Problem requirements: Output exactly the lines that run from the line with "logo, one point per instance in this photo." to the end of the material, both ends included, and no other lines.

— Start of Entries —

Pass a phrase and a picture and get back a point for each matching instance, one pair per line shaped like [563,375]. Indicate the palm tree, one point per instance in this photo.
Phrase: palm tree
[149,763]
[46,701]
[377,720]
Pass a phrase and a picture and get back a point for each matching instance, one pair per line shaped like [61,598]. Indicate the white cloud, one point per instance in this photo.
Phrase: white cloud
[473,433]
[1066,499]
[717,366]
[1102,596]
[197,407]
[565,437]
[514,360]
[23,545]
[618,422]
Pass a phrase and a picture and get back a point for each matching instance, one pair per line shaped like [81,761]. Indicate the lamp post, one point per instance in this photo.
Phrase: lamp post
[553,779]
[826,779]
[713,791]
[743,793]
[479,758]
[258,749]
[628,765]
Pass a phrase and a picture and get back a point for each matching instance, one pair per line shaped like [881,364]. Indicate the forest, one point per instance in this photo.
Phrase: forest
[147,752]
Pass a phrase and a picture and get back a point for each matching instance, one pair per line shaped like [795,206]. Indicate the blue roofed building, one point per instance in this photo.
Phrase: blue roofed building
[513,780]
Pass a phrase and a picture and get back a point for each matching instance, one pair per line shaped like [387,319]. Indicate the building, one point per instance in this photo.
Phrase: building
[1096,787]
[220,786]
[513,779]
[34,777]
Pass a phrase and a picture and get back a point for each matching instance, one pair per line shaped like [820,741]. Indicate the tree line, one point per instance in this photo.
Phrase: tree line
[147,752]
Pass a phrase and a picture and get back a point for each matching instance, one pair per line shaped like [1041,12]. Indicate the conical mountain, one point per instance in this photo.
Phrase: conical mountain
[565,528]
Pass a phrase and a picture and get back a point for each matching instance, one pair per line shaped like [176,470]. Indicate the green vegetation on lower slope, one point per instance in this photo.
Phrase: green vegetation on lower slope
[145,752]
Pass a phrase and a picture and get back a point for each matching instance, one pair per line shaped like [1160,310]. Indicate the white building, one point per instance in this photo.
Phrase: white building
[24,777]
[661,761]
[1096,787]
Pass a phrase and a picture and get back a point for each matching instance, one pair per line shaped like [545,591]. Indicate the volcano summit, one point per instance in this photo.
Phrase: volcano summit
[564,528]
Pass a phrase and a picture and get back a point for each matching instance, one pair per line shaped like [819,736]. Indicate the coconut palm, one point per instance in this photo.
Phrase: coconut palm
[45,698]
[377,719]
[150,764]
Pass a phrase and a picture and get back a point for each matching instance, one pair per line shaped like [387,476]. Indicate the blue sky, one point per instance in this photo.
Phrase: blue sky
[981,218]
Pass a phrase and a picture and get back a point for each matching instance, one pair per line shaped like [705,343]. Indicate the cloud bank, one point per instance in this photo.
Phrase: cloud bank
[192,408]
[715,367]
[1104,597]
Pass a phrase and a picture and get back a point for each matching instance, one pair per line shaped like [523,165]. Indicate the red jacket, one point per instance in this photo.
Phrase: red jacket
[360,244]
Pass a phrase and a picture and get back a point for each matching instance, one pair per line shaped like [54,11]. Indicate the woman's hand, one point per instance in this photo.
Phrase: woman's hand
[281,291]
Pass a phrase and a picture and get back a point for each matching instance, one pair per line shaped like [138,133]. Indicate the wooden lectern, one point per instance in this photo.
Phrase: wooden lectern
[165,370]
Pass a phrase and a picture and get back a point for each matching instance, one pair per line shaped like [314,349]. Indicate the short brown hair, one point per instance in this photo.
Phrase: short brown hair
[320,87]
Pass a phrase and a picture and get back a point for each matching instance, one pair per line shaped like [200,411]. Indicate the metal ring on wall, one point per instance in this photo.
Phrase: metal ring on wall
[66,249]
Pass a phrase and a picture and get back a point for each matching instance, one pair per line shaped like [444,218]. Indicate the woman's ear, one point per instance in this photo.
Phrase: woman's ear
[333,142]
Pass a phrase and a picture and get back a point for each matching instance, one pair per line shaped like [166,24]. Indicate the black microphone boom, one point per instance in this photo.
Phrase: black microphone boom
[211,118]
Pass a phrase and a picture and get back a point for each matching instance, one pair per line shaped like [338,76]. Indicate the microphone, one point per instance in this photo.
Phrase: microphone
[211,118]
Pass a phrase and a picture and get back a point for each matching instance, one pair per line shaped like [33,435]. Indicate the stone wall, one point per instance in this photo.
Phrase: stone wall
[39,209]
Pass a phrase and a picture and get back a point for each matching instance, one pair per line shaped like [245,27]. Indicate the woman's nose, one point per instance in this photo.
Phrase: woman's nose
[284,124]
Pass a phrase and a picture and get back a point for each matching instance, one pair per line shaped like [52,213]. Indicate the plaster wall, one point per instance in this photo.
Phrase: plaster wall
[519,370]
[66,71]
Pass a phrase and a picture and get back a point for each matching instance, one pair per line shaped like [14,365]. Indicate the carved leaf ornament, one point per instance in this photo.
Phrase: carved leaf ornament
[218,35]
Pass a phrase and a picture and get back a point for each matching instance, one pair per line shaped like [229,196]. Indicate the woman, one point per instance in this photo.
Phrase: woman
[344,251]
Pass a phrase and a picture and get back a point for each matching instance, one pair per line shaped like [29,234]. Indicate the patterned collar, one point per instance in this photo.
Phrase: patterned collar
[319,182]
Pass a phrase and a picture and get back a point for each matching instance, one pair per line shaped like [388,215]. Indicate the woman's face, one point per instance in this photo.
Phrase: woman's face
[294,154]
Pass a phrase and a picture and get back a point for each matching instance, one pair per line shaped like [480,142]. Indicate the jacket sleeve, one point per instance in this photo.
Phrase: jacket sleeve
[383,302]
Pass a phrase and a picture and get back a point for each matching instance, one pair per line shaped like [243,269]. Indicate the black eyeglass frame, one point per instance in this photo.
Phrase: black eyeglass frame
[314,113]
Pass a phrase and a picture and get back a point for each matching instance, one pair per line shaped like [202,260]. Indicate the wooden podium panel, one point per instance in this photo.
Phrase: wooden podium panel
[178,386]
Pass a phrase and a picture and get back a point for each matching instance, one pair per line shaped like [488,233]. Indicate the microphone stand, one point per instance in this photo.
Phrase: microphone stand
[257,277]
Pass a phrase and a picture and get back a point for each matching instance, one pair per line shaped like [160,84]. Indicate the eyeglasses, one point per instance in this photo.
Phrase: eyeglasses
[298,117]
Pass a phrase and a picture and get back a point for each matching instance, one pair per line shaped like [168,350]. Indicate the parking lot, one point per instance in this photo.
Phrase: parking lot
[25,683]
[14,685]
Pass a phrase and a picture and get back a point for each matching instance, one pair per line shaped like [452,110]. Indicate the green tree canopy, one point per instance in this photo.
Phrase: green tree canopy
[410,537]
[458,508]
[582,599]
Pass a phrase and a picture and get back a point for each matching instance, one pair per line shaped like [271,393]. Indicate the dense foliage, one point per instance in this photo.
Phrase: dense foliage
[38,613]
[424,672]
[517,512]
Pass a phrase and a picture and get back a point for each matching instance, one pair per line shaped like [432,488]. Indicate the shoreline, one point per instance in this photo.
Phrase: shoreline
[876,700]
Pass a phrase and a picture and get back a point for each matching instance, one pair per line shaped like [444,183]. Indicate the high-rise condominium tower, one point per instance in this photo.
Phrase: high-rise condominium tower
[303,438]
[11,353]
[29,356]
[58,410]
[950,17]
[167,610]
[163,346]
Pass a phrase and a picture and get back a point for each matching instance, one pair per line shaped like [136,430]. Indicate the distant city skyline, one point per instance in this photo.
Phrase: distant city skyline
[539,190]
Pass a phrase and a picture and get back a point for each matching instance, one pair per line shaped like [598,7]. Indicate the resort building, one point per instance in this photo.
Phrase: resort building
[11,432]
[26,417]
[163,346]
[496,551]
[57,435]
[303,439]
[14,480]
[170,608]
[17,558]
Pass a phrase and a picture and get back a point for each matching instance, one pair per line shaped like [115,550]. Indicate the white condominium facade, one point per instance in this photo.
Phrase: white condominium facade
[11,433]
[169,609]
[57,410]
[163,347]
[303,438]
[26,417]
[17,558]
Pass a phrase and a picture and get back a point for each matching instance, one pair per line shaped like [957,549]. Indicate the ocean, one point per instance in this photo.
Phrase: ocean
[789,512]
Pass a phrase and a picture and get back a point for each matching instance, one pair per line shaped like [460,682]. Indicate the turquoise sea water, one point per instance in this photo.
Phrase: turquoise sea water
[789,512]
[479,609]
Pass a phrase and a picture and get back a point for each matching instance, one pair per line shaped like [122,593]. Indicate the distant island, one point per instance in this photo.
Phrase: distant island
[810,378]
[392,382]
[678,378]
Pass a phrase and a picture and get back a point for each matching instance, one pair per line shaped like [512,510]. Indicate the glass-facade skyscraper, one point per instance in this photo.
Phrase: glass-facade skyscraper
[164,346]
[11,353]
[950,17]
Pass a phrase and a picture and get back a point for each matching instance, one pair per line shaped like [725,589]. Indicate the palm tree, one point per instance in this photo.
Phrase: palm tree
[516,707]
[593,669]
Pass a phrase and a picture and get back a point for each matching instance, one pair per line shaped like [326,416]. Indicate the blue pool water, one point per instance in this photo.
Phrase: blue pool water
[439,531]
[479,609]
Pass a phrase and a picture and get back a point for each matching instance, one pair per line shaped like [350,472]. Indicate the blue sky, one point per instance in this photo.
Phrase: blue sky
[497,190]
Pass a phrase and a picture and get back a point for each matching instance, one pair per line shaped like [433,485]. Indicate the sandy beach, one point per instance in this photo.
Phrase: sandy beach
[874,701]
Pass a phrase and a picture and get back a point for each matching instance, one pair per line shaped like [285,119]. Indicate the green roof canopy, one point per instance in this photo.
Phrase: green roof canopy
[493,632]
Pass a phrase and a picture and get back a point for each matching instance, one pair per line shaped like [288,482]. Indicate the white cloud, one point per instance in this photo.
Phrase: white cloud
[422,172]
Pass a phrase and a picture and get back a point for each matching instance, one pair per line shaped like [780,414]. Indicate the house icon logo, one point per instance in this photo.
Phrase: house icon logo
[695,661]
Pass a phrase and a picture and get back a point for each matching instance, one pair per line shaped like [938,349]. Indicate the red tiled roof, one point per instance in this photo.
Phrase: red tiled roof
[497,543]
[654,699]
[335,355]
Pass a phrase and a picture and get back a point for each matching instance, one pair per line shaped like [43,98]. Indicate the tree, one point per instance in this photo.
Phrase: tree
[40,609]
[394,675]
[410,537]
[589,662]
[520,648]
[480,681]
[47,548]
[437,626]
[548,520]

— End of Entries —

Solution for this exercise:
Pass a phrase and a picture and get back a point for each matching instance, one pair per line shaped like [780,414]. Indicate the house icon logo, one point per instance in this photo.
Phrase: house icon logo
[695,661]
Pass a phrase and a picture and get back a point for each matching instance, one pair per line shaped like [938,349]. Indicate the red tiled roof, one point per instance in this photo.
Phrase: red tiled roof
[497,543]
[654,699]
[335,355]
Pass a phrase and a picture and get back a point for each matching instance, one pair per line shaped like [43,98]. Indicate the tree, one point per instance in this photo.
Phrase: tree
[40,609]
[394,675]
[410,537]
[589,662]
[520,648]
[480,681]
[47,548]
[437,626]
[548,520]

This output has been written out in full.